(READING TEXT begins)

NORTH VANCOUVER (NEWS 1130) — When UBC student Brynn Weigelt came off Grouse Mountain she says she found her Jeep, which has Ontario licence plates, had been keyed — a nasty, hand-written note stuck on the drivers’ side door.
The 20-year-old is from a suburb of Ottawa, but has been going to UBC for the last two years.
She says when she walked into the parking lot she noticed the piece of paper immediately.
“I thought maybe I got a parking ticket but usually they leave those on the dashboard,” she tells NEWS 1130, adding when she read it she found an upsetting message.
“In big capital letters, it said, ‘Go home and stay home,'” she says. ‘Photos of the note show the words ‘go’ and ‘stay’ were heavily underlined.
“When I turned to the passenger side of my car and the entire passenger side door was just keyed, all scratched up.”
Photos of the note show the words ‘go’ and ‘stay’ were heavily underlined.
According to ICBC, full-time students from other provinces do not need to get a B.C. licence, or insure their vehicle in this province while they are studying.
Weigelt says reports of cars with out-of-province plates being vandalized last year put her on edge.
“I have UBC stickers on my car, and Whistler stickers, and British Columbia like all over my car, because when the pandemic first started, I heard about people doing this sort of thing and I was worried that my car would be the next victim,” she explains.
“I guess that everybody is really frustrated about the pandemic, that some people are still visiting places that they shouldn’t be. But I don’t think that it’s right to make assumptions and take it out in such a violent way, it’s not accomplishing anything at all. It’s really dividing Canadians.”
In a Facebook post, Weigelt says she understands people feel anxious or angry if they think people are travelling into their communities for a vacation or other non-essential reasons.
“I get it, no one wants ‘outsiders” visiting their cities right now because of COVID-19 but really? KEYING MY CAR? Stop making assumptions. An out of province plate doesn’t mean an anti-masking, super spreading traveler,” she writes.
“Everyone’s trying their best, and there are better ways to go about things than destroying someone else’s property. Have conversations with people, stay home, do the best that you can, but don’t get angry with people when you don’t even know their full story.”
She says it’s the first time she’s really felt unwelcome in B.C.
“It does make me feel out of place here now, and I thought that I was just starting to welcome my second home.”
Weigelt has made a report to the North Vancouver RCMP, and Grouse Mountain is reviewing security footage to see if the person who vandalized her car was caught on tape.

(READING TEXT ends)

**ACTIONS TO TAKE:**
A - From the news story about the keyed Jeep, return the passage starting with "According to ICBC, full-time" and going on through "her on edge.".
B - Answer these questions using the news story about the keyed Jeep:
(i) Where is Brynn Weigelt from?
(ii) What stickers does she have on her car?
(iii) Where has she made a report about the damage?
C - For each statement, say whether it agrees with the news story about the keyed Jeep, and give the words from the story that settle it:
(i) ICBC says full-time students from other provinces must insure their vehicles in B.C. while they study.
(ii) The note on the Jeep was written in capital letters.
(iii) Weigelt has been going to UBC for four years.
This listing comes from a different source than the article.

(SOURCE DATA begins)

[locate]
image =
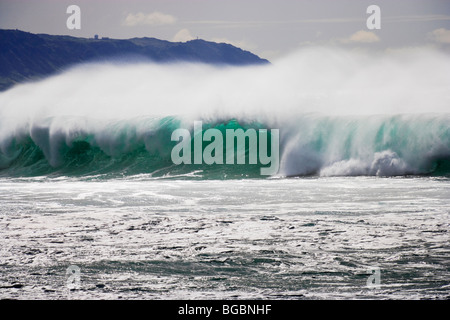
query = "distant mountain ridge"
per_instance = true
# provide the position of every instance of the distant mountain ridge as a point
(27, 56)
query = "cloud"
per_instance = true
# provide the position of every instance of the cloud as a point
(440, 35)
(155, 18)
(182, 36)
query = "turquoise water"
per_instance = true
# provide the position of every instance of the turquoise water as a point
(309, 145)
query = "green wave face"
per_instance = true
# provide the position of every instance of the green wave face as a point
(309, 145)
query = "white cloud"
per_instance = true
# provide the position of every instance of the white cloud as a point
(440, 35)
(182, 36)
(155, 18)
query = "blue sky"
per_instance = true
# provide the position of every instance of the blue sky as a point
(268, 28)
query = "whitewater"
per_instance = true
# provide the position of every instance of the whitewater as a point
(87, 180)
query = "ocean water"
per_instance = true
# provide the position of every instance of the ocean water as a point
(92, 205)
(298, 238)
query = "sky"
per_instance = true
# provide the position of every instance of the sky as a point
(271, 29)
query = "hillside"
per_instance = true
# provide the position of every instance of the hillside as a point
(27, 56)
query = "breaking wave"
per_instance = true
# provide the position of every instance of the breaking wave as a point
(339, 113)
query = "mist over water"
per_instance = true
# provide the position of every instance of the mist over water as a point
(323, 100)
(86, 180)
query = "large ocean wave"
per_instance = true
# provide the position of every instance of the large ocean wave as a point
(338, 112)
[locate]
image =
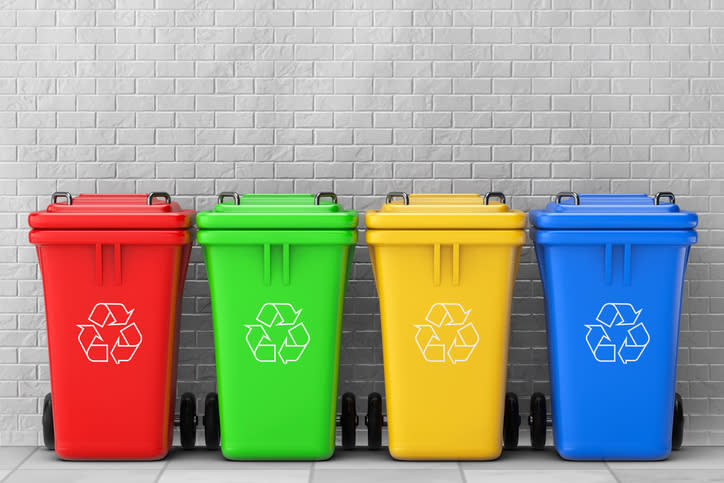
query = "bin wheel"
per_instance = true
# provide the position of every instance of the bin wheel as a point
(187, 421)
(373, 420)
(537, 421)
(348, 421)
(511, 421)
(212, 426)
(48, 429)
(677, 436)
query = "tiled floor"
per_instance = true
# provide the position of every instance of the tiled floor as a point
(24, 464)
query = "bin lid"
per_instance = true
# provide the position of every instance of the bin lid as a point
(445, 212)
(112, 212)
(613, 211)
(277, 212)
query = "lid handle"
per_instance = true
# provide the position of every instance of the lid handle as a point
(664, 194)
(61, 194)
(398, 194)
(494, 194)
(227, 194)
(325, 194)
(568, 194)
(158, 194)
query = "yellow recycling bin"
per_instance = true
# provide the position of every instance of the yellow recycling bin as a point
(445, 266)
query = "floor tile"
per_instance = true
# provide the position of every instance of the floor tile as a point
(240, 475)
(362, 458)
(387, 475)
(689, 457)
(11, 456)
(671, 475)
(527, 458)
(83, 476)
(539, 476)
(204, 459)
(44, 459)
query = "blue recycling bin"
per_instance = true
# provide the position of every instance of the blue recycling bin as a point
(613, 269)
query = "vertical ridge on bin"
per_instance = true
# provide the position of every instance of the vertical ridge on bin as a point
(436, 264)
(285, 263)
(117, 248)
(267, 264)
(99, 264)
(456, 263)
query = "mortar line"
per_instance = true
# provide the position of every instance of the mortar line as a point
(22, 462)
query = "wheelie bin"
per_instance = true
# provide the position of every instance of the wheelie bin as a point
(613, 269)
(277, 267)
(445, 266)
(113, 269)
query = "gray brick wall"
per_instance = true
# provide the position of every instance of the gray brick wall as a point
(528, 97)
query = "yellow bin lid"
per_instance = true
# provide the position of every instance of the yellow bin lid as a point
(445, 212)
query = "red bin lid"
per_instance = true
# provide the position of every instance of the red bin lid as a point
(152, 211)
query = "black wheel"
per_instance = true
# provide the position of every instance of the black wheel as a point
(373, 420)
(348, 421)
(511, 421)
(187, 421)
(48, 430)
(212, 426)
(677, 436)
(537, 421)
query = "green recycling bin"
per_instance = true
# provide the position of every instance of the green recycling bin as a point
(277, 267)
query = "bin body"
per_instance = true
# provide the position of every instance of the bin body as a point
(613, 300)
(277, 395)
(112, 302)
(448, 287)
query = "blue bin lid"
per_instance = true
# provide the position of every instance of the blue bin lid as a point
(573, 211)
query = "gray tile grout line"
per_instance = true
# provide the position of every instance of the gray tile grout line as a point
(160, 473)
(311, 472)
(613, 473)
(20, 463)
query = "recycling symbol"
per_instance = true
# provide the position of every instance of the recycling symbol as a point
(274, 316)
(110, 318)
(622, 318)
(439, 317)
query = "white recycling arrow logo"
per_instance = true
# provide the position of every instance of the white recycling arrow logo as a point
(448, 315)
(615, 315)
(106, 315)
(295, 341)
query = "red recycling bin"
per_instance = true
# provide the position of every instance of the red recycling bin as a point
(113, 269)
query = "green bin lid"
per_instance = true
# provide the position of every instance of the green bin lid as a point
(277, 212)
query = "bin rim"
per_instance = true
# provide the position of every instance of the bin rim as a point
(318, 211)
(571, 210)
(144, 211)
(209, 238)
(617, 237)
(446, 237)
(440, 211)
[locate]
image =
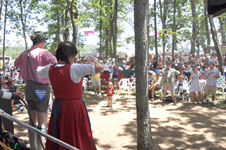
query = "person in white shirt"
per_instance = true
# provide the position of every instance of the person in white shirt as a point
(106, 68)
(185, 58)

(SOURCE DATA ends)

**SOLUTIONS:**
A -
According to ICBC, full-time students from other provinces do not need to get a B.C. licence, or insure their vehicle in this province while they are studying.
Weigelt says reports of cars with out-of-province plates being vandalized last year put her on edge.

B -
(i) A suburb of Ottawa
(ii) UBC stickers, Whistler stickers and British Columbia stickers
(iii) To the North Vancouver RCMP

C -
(i) No: "full-time students from other provinces do not need to get a B.C. licence, or insure their vehicle in this province while they are studying"
(ii) Yes: "In big capital letters"
(iii) No: "has been going to UBC for the last two years"